> [WHAT IS NEEDED]: Reproduce every one of the records below word for word.

> [TASK DATA]:
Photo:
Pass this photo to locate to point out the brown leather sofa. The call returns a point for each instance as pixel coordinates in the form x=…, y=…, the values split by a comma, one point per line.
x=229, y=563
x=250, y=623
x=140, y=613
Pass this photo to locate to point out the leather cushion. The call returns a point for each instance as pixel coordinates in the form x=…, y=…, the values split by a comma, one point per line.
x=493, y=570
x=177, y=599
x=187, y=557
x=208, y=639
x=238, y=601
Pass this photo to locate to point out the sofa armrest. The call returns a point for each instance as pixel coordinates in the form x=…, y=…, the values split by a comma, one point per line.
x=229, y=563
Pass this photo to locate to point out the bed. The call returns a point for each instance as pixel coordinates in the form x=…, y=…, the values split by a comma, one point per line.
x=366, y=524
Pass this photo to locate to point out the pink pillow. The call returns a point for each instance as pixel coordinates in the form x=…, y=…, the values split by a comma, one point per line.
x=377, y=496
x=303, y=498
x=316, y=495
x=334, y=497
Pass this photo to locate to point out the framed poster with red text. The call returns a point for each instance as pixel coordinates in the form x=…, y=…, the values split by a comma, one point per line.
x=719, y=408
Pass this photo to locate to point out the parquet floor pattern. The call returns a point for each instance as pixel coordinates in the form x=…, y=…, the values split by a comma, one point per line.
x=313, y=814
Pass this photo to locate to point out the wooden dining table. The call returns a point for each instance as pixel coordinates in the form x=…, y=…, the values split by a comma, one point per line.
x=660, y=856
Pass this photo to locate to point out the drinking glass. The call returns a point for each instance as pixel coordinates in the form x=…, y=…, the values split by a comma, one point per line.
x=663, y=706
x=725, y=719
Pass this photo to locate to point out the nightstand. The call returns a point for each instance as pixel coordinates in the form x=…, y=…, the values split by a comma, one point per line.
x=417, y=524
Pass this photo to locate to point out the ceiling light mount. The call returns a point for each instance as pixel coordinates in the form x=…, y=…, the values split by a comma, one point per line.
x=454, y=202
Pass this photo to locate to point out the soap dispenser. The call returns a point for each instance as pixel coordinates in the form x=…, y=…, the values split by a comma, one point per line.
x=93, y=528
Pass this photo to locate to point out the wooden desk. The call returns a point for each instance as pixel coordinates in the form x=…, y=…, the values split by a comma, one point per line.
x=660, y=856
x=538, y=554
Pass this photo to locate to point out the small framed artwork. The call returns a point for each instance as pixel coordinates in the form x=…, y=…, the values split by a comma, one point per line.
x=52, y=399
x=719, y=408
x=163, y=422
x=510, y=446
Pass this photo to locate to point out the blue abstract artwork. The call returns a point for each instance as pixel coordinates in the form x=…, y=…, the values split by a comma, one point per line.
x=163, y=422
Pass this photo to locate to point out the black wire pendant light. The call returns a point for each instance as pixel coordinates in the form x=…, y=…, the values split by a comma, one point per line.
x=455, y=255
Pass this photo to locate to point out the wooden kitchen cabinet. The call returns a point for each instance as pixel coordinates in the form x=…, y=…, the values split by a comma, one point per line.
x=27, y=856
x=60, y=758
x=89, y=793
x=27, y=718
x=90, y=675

> [EXERCISE RESULT]:
Photo:
Pass this photo to locate to point out the brown leather sofa. The call returns a point for each instance as pixel coordinates in the form x=…, y=…, the values split by a comma, one point per line.
x=229, y=563
x=250, y=623
x=140, y=613
Pass this photo to locate to point out the leather cushion. The call returns a point for each instance as pixel coordinates in the form x=…, y=…, the values split by a comma, one point per line.
x=493, y=570
x=177, y=599
x=187, y=557
x=208, y=639
x=238, y=601
Pass this photo to locate to point out the sofa armrest. The call returns a point for each instance as pixel coordinates in the form x=…, y=…, the values split by a comma, one point per line.
x=229, y=563
Pass this photo to locate to point out the bed. The call returns a point for each instance as pixel coordinates in the form x=…, y=…, the values split by a comma, one point per line.
x=366, y=524
Pass this photo to locate to point out the pink pillow. The call returns a point for each instance as pixel coordinates in the form x=…, y=…, the values split by a comma, one point per line.
x=377, y=496
x=303, y=498
x=316, y=495
x=334, y=497
Pass this photo to locate to point out the framed poster with red text. The call returns a point for each instance as pixel coordinates in the form x=…, y=…, the values split by a comma, one point per line.
x=719, y=408
Pass this photo to locate to point out the parquet floor pattern. The call returns a point for each instance as pixel coordinates in the form x=…, y=…, the values split by a comma, one point per line.
x=313, y=814
Pass this photo to locate to point out the wooden dining table. The call returns a point for each instance as pixel coordinates in the form x=…, y=…, the values split by a comma, one point per line.
x=660, y=856
Pass this photo to locate to point out the drinking glass. The call returns a point for each instance as pixel coordinates in the form x=…, y=…, the values split by a comma, one point per line.
x=663, y=706
x=725, y=719
Pass this photo to locate to point out the nightstand. The call returns a point for each instance as pixel coordinates in the form x=…, y=…, the values split by a comma, one point per line.
x=417, y=524
Pass this photo to locate to point out the ceiling light mount. The call returns a point for each instance as pixel coordinates in the form x=…, y=…, the values split by a comma, one point per line.
x=454, y=202
Pass this photo to locate to point out the soap dispenser. The call returns a point for each instance as pixel coordinates in the form x=…, y=…, the values split by a comma, one point per line.
x=93, y=528
Pass this photo to locate to point out the wooden desk. The call returns a point for each instance as pixel coordinates in the form x=…, y=…, the values split by a comma, one point per line.
x=660, y=856
x=538, y=554
Pass this photo to locate to point out the small framed artwork. The call returns a point for each instance as pixel coordinates in the form x=…, y=…, the values split by a comma, one point per line.
x=52, y=399
x=719, y=408
x=163, y=422
x=510, y=446
Pass this photo to locate to point out the blue abstract artwork. The call returns a point for each instance as pixel coordinates in the form x=…, y=…, the values split by a comma, one point per line.
x=163, y=422
Pass this photo to locate to point out the black wire pendant light. The call returns a point for each instance as pixel coordinates in the form x=…, y=…, the values split by a comma, one point per line.
x=455, y=255
Pass this photo to locate to point out the wooden kitchen cabinet. The call returns a point for each instance as pixel coordinates in the form x=…, y=…, the values split by a comma, one point per line.
x=27, y=856
x=60, y=758
x=89, y=793
x=27, y=718
x=90, y=675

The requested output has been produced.